*Material for this exercise*.
########################################
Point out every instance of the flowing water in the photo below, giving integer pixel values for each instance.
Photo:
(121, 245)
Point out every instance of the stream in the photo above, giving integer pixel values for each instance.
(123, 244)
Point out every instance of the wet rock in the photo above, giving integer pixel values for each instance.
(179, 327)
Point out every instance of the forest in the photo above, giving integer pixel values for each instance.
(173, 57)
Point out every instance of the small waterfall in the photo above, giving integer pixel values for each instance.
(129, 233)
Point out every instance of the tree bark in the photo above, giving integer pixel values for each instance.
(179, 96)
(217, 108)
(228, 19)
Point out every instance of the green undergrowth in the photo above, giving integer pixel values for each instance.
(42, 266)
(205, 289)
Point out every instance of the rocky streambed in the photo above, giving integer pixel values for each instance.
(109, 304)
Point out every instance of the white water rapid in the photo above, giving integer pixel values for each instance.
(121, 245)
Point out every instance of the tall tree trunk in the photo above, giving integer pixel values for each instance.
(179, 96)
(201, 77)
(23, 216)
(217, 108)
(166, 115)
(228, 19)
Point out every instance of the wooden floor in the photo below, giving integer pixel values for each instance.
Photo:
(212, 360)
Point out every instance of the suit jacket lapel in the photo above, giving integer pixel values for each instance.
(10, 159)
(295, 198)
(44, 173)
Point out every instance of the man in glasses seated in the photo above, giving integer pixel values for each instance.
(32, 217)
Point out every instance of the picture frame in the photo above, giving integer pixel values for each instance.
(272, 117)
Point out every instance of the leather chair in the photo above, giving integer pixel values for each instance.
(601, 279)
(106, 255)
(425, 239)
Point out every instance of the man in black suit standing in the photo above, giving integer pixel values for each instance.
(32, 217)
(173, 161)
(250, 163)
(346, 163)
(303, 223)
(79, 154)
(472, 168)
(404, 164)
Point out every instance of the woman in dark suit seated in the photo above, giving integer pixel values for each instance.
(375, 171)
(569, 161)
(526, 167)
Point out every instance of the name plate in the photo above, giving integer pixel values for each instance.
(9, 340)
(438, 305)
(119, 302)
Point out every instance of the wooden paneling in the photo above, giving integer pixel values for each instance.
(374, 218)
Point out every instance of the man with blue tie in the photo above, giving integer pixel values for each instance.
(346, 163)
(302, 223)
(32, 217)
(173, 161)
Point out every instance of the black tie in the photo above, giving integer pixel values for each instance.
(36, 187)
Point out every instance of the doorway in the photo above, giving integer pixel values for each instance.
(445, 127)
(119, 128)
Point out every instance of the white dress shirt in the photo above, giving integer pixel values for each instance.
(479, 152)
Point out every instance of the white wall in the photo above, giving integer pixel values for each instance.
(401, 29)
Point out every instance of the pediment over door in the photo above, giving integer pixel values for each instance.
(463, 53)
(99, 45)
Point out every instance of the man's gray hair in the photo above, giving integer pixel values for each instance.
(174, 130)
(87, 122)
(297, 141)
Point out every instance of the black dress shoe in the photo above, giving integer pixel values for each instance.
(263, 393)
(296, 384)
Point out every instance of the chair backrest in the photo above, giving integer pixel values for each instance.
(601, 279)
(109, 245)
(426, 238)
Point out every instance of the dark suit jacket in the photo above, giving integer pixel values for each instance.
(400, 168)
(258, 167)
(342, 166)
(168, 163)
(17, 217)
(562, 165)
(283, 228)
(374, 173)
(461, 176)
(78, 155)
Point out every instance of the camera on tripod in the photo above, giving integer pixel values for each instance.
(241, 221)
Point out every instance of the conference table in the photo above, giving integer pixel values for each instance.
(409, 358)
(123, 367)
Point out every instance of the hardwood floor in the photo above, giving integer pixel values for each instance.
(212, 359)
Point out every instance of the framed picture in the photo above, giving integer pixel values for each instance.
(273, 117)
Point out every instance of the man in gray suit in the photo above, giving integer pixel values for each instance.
########################################
Restate every entry word for word.

Point out every instance of the flowing water in the photo below, giving integer pixel values for each instance.
Photo:
(121, 245)
Point out every instance of the stream in the photo above, giving integer pixel values for each instance.
(123, 244)
Point out every instance of the wet rock in the photo above, giving integer pixel values for each instance.
(179, 327)
Point out every instance of the forest in the photo above, giving integer pixel values for each instance.
(173, 57)
Point out every instance of the small waterfall in the photo above, giving integer pixel values for each instance.
(129, 233)
Point out every instance of the tree bark in the photo above, giving integer pixel values for each instance.
(179, 96)
(217, 108)
(228, 19)
Point out every instance of the green undergrowth in the photo above, giving integer pixel values for each instance.
(42, 266)
(205, 289)
Point out every instance of the rocky streambed in the photo above, giving integer pixel values for each instance.
(109, 304)
Point out every instance of the white water rapid in the photo above, giving integer pixel values for each instance.
(121, 245)
Point out every instance of the tall tree trunk in the photo above, giving integer pixel values for each instance.
(179, 96)
(201, 77)
(23, 216)
(217, 108)
(166, 115)
(228, 19)
Point out every instance of the wooden floor in the photo below, giving integer pixel values for each instance.
Photo:
(212, 360)
Point out every instance of the suit jacket lapel in the photo above, giving integer pixel values for each instance.
(10, 159)
(295, 198)
(44, 173)
Point out every instance of the man in glasses seated in the photo above, giving integer pixel values for each instance.
(32, 217)
Point out every instance of the picture frame in the photo above, giving integer pixel values for each instance.
(272, 117)
Point out every instance of the leather chair in the photo above, giving integer pixel values for each instance.
(601, 279)
(106, 255)
(425, 239)
Point out every instance of the man in black suit standing in the photo above, giving integer pixel values for each instance.
(32, 217)
(173, 161)
(250, 163)
(346, 163)
(303, 223)
(79, 154)
(472, 168)
(404, 164)
Point out every instance of the woman in dark suit seated in the photo above, giving integer pixel values for each instance.
(375, 171)
(569, 161)
(526, 167)
Point out every instance of the name plate in the photo above, giving integer pixel values for each instance.
(9, 340)
(438, 305)
(119, 302)
Point out every instance of the wooden paneling in the photo above, giving integer pixel values for each instance.
(374, 218)
Point out every instance of the man with blue tie in the photo above, giving integer pixel values for each instance.
(346, 163)
(302, 223)
(32, 217)
(173, 161)
Point out every instance of the black tie in the photo above, giving integer pixel values for each instance.
(36, 187)
Point out every instance of the doorway in the photo above, giving integer pixel values for each instance.
(445, 127)
(119, 128)
Point out every instance of the white dress shirt in the photo above, giving integer pixel values for each instance.
(479, 152)
Point out every instance of the white wall in the photo above, giving integer pixel values for each instance.
(401, 29)
Point out every instance of the pediment over door in the photo above, giving integer pixel values for each instance.
(463, 53)
(99, 45)
Point out every instance of the man's gray hair in the photo above, giving integer pixel values for each instance.
(174, 130)
(87, 122)
(297, 141)
Point out every instance of the black dress shoe in the photo above, giving integer pixel values for each instance.
(263, 393)
(296, 384)
Point out every instance of the chair backrest in the photo above, giving integer pixel values for each instance.
(601, 279)
(109, 245)
(426, 238)
Point out every instance of the dark suit jacket in the photo above, giving integer pixel values for each instance.
(400, 168)
(258, 167)
(342, 166)
(168, 163)
(17, 217)
(562, 165)
(283, 228)
(374, 173)
(461, 176)
(78, 155)
Point out every instance of the camera on tripod in the photo above, giving integer pixel values for each instance.
(241, 221)
Point out every instance of the conference table in the photo above, giving integer pixel values for each instance.
(409, 358)
(123, 367)
Point out every instance of the hardwood floor in the photo above, giving integer pixel values for each instance.
(212, 359)
Point out every instance of the framed picture in the photo above, giving integer pixel values for each instance.
(273, 117)
Point out every instance of the man in gray suit in the photo above, giving integer pixel values for each instance.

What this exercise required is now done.